- _Complete the following_
(a) Which usernames in the Longines Heritage forum thread belong to posters who thank someone in their post?
(b) Pick up the Longines Heritage forum thread after its final post, and write the next reply.

# 2020 Longines Heritage Releases



## Dean Learner (Dec 26, 2018)

Not seens any talk on these new models yet. Only issue with these that I can tell is deciding which one not to buy!!

The heritage lines seems to go from strength to strength.

Images stolen from another forum. Only link I've seen to them is https://dolinski.pl/longines-heritage-military-l2.833.4.93.2/

Not much info other than apparently available around September


----------



## Watchbreath (Feb 12, 2006)

I see some 'homage' there, real that is.


----------



## NC_Hager626 (Sep 20, 2018)

Thanks for providing the update - the two tuxedo dials watches look quite interesting.


----------



## rfortson (Feb 18, 2012)

More Heritage goodness from Longines! Thanks for posting these, I hadn't heard of them before.

Sent from my SM-G960U using Tapatalk


----------



## LosAngelesTimer (Aug 24, 2017)

Agreed re: the tuxedo dials. Sexy! That flagship small seconds ain’t too shabby, either. 

Just picked up a sector and already itching for another Longines.


----------



## CaliMex (Jan 12, 2018)

I quite like the ivory dial and chronograph!


Sent from my iPhone using Tapatalk


----------



## John Price (Feb 21, 2011)

Cool! Hadn't seen these yet. Agree with the others, like the tuxedo dial models.


----------



## commanche (Dec 10, 2014)

DOes the ivory dial have that awful specks again? Anyway, my fav is the bicompax chrono


----------



## gs300999s (Nov 15, 2009)

1st thing that comes to mind on the first image


----------



## NC_Hager626 (Sep 20, 2018)

gs300999s said:


> 1st thing that comes to mind on the first image


Then you need to get out more!


----------



## collector210 (Feb 14, 2020)

I especially like the green dial.
Thanks for sharing this.


----------



## mplsabdullah (Jan 21, 2015)

Great looking watches. Thanks for the update


----------



## carlhaluss (Oct 27, 2007)

Thanks for the update. I had heard of the bronze Legend Diver, and love that it has no date! I really like that first one, and it would be great if it has a manually wound movement!


----------



## canon1243 (Mar 31, 2014)

Those are some really stunning pieces - they have truly stepped up their game!


----------



## One-Seventy (Mar 25, 2019)

gs300999s said:


> 1st thing that comes to mind on the first image
> 
> View attachment 15123669


The first thing that came to mind was this:










Rather than a quartz watch from a different brand with a bronze PVD case, a date wheel, crown guards, big logo at 12, and different chapter ring, hands and dial fonts. But apart from everything, uh, sure.

Dataset excerpt:
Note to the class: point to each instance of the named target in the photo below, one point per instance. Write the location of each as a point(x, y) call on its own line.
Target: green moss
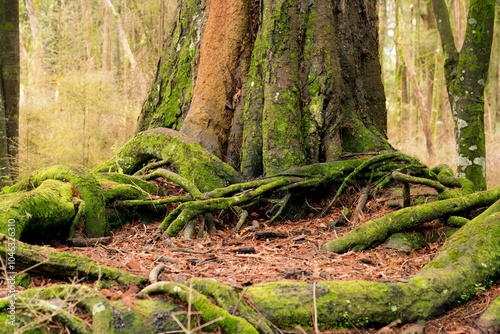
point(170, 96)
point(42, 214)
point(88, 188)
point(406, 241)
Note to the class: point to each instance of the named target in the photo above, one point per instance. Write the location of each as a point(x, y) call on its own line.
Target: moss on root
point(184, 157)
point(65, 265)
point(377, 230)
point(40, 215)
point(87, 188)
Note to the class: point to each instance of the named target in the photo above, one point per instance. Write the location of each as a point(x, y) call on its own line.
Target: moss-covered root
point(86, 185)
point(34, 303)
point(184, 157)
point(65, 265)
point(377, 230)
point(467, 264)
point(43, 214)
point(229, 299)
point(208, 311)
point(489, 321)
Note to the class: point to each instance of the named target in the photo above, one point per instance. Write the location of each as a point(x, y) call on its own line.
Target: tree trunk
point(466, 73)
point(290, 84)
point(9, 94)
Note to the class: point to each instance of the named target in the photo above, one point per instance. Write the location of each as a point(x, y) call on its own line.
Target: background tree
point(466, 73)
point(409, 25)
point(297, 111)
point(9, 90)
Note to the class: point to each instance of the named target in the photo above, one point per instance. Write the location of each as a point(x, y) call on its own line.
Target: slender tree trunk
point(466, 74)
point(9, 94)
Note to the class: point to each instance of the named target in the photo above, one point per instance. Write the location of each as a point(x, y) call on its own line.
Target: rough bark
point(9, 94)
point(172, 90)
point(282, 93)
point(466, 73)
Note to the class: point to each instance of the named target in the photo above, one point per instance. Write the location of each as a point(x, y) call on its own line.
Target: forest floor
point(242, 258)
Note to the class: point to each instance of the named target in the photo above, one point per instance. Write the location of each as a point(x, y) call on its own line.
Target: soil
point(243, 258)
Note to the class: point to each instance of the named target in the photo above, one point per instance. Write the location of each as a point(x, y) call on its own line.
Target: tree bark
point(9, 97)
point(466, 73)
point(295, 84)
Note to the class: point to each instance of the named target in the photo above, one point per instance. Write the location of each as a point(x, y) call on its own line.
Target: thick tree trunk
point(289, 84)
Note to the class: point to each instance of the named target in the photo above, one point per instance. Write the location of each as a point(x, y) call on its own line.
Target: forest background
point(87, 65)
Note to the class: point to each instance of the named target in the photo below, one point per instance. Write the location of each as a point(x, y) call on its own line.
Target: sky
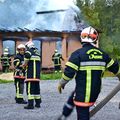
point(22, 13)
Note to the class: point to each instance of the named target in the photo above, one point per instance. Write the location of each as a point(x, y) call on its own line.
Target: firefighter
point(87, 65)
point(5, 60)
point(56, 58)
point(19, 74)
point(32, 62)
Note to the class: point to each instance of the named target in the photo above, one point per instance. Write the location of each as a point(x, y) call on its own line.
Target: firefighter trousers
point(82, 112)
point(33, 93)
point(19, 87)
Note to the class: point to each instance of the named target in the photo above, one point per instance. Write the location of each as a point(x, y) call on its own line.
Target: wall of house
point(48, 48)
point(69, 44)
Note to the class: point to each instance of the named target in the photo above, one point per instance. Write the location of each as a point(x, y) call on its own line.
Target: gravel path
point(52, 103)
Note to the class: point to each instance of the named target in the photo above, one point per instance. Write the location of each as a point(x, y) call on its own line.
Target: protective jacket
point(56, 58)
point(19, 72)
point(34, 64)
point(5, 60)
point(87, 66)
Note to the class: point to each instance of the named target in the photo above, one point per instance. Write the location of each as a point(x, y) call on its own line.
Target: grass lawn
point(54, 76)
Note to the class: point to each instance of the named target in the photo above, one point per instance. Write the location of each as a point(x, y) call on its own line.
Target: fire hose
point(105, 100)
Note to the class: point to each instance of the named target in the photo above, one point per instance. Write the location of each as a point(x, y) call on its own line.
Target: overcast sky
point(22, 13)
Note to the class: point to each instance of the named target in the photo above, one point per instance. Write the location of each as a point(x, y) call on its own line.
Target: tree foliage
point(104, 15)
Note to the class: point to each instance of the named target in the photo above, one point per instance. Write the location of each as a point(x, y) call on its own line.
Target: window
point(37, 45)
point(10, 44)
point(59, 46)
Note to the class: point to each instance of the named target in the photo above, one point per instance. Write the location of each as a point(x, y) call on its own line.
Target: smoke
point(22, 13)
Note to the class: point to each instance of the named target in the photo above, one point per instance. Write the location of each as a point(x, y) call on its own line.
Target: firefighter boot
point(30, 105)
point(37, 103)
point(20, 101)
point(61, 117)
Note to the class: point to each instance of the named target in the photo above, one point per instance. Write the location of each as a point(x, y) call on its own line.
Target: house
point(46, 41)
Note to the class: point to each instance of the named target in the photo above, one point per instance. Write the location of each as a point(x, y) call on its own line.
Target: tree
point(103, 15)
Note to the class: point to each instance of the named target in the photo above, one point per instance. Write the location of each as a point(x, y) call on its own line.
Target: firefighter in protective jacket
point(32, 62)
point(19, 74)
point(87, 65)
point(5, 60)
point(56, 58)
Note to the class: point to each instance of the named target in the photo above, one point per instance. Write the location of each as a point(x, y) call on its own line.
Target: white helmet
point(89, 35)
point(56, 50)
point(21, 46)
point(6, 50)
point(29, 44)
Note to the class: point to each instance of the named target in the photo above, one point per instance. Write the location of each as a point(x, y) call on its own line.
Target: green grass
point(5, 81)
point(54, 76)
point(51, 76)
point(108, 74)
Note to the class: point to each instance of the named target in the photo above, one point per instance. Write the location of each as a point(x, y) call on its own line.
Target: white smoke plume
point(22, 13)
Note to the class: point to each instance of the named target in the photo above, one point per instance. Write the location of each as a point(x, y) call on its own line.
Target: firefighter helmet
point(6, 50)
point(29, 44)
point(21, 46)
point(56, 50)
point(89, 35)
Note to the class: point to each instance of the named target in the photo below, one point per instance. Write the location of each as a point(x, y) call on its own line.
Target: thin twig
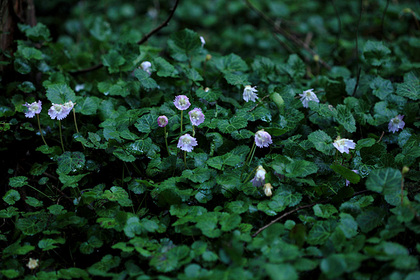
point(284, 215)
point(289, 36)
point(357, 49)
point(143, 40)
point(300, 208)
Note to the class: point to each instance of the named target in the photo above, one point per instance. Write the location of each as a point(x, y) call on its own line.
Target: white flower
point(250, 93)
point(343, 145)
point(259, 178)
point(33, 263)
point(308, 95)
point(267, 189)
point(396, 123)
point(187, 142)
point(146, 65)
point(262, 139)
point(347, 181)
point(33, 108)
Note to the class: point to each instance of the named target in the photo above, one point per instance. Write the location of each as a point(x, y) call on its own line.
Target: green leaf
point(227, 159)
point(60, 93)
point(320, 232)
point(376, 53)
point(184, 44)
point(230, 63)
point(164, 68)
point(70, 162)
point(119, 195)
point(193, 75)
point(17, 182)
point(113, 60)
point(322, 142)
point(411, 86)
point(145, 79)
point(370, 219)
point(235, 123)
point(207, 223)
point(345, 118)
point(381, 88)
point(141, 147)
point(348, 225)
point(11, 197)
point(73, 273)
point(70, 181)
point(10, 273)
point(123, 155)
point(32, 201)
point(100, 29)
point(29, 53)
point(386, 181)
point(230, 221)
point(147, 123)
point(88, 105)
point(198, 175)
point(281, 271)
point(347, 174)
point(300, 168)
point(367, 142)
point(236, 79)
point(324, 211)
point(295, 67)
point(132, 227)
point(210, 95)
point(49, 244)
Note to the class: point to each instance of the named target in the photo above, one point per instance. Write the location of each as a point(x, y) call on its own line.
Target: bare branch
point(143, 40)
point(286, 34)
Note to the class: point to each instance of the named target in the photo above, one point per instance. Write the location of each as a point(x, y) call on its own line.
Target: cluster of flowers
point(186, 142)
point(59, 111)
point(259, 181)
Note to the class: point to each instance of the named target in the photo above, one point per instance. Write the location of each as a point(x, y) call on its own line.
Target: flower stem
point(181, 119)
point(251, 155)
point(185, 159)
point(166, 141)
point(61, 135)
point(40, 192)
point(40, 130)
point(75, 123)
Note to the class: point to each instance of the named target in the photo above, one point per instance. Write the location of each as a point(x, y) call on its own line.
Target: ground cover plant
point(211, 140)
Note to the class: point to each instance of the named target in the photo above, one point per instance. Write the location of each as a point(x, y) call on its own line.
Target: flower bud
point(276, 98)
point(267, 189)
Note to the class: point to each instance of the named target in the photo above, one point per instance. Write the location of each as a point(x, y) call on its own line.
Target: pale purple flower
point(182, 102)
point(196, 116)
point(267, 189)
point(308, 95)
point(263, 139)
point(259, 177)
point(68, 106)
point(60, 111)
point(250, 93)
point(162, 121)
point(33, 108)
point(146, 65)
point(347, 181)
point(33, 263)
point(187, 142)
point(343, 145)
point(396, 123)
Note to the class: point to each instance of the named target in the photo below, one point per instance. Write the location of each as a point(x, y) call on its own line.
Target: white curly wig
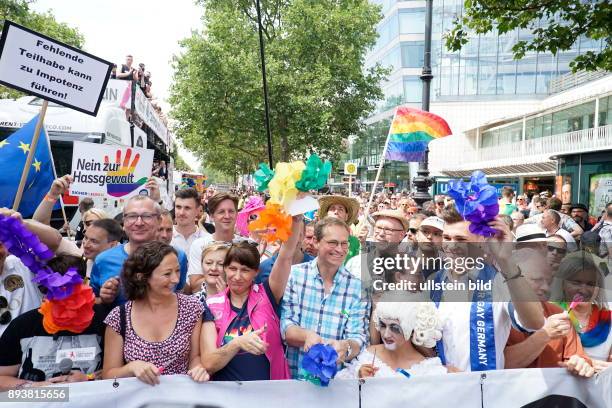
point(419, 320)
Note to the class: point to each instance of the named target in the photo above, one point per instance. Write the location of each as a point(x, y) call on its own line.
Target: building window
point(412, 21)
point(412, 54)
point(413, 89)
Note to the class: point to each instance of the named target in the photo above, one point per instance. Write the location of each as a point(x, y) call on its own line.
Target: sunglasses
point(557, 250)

- _Responses per task_
(a) NC_Hager626, rfortson, collector210, mplsabdullah, carlhaluss

(b)
----------



## pdsf (Oct 8, 2014)

They look very nice. Thanks for sharing. Wondering if the Legend Diver is 42mm, 36mm, or?? Hmmm


----------



## ilkerhos (Jun 9, 2019)

Waiting for a blue-fume legend diver...


SM-G973F cihazımdan Tapatalk kullanılarak gönderildi


----------



## c3p0 (Aug 9, 2019)

I saw them before. First thought was 'wow thats nice'. Unfortunately, after I saw their thickness, excitement evaporated. Nothing vintage about that.


----------



## One-Seventy (Mar 25, 2019)

c3p0 said:


> I saw them before. First thought was 'wow thats nice'. Unfortunately, after I saw their thickness, excitement evaporated. Nothing vintage about that.


The original 1940s Marine Militaire was around 13mm thick including its domed crystal; this new one looks to be significantly less than that.

The last one, the Flagship, is 10.2mm thick. It's based on a watch that was approx. 11mm thick.

From the single photo presented of the black-n-white bullseye, there's no way to tell how thick or thin it is. But clearly, looking at how shallow the lugs are, it's not chunky.

So it it just the chrono you were referring to...?


----------



## zorg292 (Jan 19, 2020)

How come there are no official news on these new models?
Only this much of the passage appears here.